→ WHAT IS NEEDED
Transcribe exactly, and only, the lines from the one containing "trousers and produce bounding box coordinates for each." through the last line of the data.

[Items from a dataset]
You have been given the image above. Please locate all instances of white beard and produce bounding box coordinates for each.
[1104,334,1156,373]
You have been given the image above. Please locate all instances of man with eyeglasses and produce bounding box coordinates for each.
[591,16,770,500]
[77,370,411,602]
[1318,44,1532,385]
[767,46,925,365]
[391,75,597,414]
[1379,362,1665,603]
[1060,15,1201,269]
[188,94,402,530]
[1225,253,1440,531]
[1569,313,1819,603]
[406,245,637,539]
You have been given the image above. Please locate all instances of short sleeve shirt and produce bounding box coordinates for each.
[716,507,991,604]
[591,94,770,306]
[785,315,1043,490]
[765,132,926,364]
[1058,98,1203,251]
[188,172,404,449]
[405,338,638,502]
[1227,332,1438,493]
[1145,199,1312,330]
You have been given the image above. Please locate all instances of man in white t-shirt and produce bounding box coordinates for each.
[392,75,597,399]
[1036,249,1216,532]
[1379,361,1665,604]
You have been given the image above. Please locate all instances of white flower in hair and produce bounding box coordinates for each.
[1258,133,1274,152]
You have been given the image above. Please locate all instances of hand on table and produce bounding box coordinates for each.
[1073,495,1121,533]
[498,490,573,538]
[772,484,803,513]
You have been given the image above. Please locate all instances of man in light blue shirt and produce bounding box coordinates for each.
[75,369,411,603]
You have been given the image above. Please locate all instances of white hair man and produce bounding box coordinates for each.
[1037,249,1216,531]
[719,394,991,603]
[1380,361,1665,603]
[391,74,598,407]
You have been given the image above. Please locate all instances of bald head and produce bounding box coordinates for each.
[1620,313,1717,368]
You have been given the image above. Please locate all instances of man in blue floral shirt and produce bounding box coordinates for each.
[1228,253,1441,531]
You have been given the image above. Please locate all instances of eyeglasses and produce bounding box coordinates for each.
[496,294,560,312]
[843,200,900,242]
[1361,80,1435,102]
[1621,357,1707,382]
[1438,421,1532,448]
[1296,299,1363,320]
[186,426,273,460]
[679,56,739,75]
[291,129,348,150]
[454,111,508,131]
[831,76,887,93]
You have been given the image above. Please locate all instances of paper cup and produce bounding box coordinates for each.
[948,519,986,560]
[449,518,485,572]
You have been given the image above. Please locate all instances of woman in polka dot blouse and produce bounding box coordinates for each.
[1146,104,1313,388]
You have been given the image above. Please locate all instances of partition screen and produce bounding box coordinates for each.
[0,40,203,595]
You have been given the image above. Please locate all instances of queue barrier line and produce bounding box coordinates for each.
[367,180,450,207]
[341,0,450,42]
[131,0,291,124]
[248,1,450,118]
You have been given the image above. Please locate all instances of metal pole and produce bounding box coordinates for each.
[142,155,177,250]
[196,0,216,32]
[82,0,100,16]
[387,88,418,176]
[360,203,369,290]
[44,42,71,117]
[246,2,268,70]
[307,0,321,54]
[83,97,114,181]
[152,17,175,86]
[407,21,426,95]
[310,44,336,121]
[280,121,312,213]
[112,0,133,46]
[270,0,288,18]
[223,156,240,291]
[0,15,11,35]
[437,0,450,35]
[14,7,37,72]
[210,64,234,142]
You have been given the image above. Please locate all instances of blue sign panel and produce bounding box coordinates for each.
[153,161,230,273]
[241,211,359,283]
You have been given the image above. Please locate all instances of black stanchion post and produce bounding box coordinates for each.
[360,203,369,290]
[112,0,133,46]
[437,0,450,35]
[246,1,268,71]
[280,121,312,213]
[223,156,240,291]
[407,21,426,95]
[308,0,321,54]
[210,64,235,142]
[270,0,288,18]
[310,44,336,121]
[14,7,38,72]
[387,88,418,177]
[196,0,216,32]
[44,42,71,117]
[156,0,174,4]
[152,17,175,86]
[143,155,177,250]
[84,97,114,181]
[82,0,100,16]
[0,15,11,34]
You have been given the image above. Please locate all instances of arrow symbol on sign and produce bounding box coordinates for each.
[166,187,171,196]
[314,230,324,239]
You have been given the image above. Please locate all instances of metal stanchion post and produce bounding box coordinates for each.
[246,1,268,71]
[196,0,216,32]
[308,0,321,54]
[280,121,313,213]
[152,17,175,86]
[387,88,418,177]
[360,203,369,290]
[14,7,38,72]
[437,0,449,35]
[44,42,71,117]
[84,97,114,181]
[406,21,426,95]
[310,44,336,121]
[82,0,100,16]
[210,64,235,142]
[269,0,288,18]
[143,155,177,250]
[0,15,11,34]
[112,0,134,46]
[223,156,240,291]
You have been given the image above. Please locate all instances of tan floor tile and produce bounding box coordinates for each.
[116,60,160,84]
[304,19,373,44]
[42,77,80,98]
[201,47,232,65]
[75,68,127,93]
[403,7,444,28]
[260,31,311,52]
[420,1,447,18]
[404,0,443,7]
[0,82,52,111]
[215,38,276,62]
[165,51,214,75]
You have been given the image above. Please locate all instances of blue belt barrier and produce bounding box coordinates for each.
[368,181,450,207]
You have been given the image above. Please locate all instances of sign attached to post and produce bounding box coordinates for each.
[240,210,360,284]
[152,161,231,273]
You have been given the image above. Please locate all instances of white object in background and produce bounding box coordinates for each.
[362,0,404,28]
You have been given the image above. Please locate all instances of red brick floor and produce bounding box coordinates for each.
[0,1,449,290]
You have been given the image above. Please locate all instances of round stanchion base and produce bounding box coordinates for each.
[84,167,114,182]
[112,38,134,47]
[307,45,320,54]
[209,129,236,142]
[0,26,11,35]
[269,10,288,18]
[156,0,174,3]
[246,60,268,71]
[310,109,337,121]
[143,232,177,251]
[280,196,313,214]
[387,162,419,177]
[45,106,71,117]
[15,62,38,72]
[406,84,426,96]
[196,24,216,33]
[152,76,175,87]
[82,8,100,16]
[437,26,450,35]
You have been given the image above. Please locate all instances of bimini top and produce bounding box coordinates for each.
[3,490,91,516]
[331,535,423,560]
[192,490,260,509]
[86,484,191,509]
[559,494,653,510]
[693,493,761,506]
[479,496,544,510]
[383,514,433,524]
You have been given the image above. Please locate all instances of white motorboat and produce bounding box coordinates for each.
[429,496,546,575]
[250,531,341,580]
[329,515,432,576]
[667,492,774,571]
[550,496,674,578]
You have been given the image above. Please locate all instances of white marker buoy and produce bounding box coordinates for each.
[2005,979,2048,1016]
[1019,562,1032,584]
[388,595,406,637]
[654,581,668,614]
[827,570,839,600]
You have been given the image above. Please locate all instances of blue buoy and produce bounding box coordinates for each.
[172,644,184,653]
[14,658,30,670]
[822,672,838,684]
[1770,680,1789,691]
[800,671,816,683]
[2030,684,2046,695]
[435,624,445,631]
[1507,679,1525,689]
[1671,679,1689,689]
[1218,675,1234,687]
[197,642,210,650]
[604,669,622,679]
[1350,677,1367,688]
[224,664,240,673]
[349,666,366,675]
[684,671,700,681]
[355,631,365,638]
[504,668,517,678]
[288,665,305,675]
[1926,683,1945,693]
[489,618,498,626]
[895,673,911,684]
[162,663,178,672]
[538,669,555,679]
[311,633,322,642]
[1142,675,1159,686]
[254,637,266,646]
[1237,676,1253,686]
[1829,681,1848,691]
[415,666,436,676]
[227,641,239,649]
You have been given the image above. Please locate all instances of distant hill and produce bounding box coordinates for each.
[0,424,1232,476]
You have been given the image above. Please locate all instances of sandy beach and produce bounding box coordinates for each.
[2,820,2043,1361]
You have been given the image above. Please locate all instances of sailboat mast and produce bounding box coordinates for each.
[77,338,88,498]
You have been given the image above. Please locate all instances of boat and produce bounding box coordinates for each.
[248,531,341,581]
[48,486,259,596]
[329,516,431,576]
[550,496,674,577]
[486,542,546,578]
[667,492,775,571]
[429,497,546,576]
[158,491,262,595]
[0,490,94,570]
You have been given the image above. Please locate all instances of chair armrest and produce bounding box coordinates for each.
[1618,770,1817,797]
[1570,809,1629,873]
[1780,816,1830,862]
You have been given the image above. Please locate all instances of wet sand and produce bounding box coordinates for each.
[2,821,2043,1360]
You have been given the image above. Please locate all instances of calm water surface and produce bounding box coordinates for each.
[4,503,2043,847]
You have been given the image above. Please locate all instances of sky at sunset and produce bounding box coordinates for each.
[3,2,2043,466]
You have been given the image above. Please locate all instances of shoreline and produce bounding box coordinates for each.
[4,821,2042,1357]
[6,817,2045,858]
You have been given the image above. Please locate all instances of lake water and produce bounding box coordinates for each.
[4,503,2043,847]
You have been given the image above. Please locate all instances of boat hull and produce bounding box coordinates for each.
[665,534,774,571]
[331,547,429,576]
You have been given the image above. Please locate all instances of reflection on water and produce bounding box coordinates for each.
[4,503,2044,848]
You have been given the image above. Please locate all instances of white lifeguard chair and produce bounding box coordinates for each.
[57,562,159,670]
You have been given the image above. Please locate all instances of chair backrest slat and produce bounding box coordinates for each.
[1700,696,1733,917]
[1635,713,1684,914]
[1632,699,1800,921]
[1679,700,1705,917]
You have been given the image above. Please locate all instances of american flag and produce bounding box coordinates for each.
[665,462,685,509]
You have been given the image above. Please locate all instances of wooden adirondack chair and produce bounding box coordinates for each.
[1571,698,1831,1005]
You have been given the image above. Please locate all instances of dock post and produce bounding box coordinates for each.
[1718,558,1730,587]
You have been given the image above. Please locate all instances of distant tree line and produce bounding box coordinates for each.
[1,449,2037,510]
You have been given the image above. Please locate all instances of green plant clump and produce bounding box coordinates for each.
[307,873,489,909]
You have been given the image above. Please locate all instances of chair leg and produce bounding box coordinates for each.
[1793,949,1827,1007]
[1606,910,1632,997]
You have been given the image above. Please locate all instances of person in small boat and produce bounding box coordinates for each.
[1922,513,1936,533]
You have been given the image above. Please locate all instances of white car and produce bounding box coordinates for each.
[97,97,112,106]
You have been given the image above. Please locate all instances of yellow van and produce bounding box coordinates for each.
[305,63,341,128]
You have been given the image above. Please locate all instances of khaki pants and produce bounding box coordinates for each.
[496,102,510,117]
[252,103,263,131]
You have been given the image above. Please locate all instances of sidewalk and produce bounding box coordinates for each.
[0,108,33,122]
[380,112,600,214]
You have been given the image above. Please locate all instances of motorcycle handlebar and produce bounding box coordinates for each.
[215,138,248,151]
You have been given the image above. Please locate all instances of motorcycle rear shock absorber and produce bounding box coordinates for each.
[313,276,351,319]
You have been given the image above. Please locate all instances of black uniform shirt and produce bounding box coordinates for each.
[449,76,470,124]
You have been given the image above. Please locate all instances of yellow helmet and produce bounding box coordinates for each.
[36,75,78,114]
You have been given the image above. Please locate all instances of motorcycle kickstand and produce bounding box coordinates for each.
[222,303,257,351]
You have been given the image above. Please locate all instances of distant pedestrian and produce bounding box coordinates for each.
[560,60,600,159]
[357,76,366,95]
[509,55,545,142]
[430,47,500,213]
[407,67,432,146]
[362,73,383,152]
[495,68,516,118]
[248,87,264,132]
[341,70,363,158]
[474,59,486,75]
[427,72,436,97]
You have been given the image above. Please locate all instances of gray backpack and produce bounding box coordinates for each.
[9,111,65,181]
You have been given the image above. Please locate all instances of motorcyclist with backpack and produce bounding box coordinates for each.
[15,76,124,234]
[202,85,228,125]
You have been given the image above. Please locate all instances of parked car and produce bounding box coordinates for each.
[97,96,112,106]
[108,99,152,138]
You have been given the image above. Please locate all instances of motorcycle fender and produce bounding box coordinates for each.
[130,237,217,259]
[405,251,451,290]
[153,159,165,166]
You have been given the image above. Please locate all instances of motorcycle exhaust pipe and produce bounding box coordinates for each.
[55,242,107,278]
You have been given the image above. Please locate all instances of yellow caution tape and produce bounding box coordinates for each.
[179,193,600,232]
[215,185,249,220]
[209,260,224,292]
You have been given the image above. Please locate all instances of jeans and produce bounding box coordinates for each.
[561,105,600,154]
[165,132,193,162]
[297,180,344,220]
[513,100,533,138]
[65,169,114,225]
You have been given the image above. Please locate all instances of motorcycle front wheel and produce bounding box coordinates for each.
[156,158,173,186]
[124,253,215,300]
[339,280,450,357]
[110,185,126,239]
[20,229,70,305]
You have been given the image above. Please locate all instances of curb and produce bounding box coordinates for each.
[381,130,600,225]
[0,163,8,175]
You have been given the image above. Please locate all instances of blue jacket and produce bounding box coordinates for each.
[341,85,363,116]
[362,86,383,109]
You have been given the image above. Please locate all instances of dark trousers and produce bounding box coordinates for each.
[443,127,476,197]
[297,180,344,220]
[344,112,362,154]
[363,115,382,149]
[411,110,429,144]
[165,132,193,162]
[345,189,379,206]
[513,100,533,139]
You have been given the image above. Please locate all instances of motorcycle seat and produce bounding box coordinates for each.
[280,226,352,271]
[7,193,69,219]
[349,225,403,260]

→ SOLUTION FOR THIS EXERCISE
You have been given the image above. Please locate all instances of dark trousers and produce bounding box coordinates for each.
[443,127,476,197]
[297,180,344,220]
[344,112,362,154]
[363,115,382,149]
[411,110,429,144]
[165,132,193,162]
[345,189,379,206]
[513,100,533,139]
You have been given the image above. Please locate all instances of motorcycle seat and produce bounding box coordinates for each.
[280,226,352,271]
[7,193,69,219]
[349,225,403,260]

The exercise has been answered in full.